I’d like to see some ACA, BCU, and/or Red Cross courses that focus on kayak fishing.

Personally, I’m planning to get a BCU guide certificate, and I’d like to find a swift water rescue “light” course. I think that if you’re going to hang your shingle out that says you can guide folk, those should be basic prerequisites. Yes, I know I was just complaining about keeping “gubmint” out of “our” business. But it’s my right as an “Amurican” to talk out of both sides of my neck.

Barring money or logistics, what is your dream kayak angling trip?

Ever heard of a movie called Endless Summer?

What’s in your milk crate?

I don’t like milk crates. I try to rig a with a flush deck and store my gear inside the hull. Those are some of the main reasons that I REALLY like the Hobies: a good center hatch, and the two pockets on the gunwales.

I use an internal gear trolley. Lots of small water resistant boxes strung on a line that goes around the scuppers on the inside of my hull and accessed through the indispensible hatch between my legs. Maybe a small tackle bag in the tank well.

AVAILABLE DATA:
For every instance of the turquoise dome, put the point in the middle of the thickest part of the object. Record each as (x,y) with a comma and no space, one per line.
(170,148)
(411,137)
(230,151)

WHAT IS ASKED: Write the next part of the kayak fishing interview, picking up after its final sentence. The material above stands apart from the kayak fishing text.

ANSWER TO THE TASK:
I also really like zippered tackle binders called “worm wallets”. You can stuff a ton of small tackle and hardware into them while maintaining some semblance of order.  You have to empty them out after EVERY trip though, as they are not water-tight and will quickly turn whatever tackle you leave in them into a ball of rust. DAMHIK. Bottom line is that I carry waaaay too much shit. Especially if I don’t make the pit stop after coffee.

Tell us about your best day on the water.

My favorite trip of all time was not on a kayak. It was on a party barge.  A co-worker at a plant I worked in outside of New Orleans invited me to fish with him in the marsh in back of Lafitte.  When I got to the dock, the only boat in the neighborhood was a 35’ pontoon boat that no self respecting fisherman would set foot on.  Where I grew up, a party barge was a mobile hazard to navigation that old people used in order to make skiing miserable (pre-wake board era).  At that time, (circa later 80’s), all proper inshore marsh fishing was to be performed in a 12’ to 20’ skiff or light center console (as long as it doesn’t draft more than 18”).

I fished in a pirogue and a canoe.

The house was more than a hour away and the bank didn’t look terribly promising, so, to be polite, I asked permission, and Blaise Forsythe Sr. invited me aboard. I walked on.

Hmmf.

That was the first difference I noted from a “real” fishing boat; you walk onto a party barge instead of having to step lively onto the center of the boat so it doesn’t list. I laid my gear on one side of the conversation pit and plopped down on the other.

Weird.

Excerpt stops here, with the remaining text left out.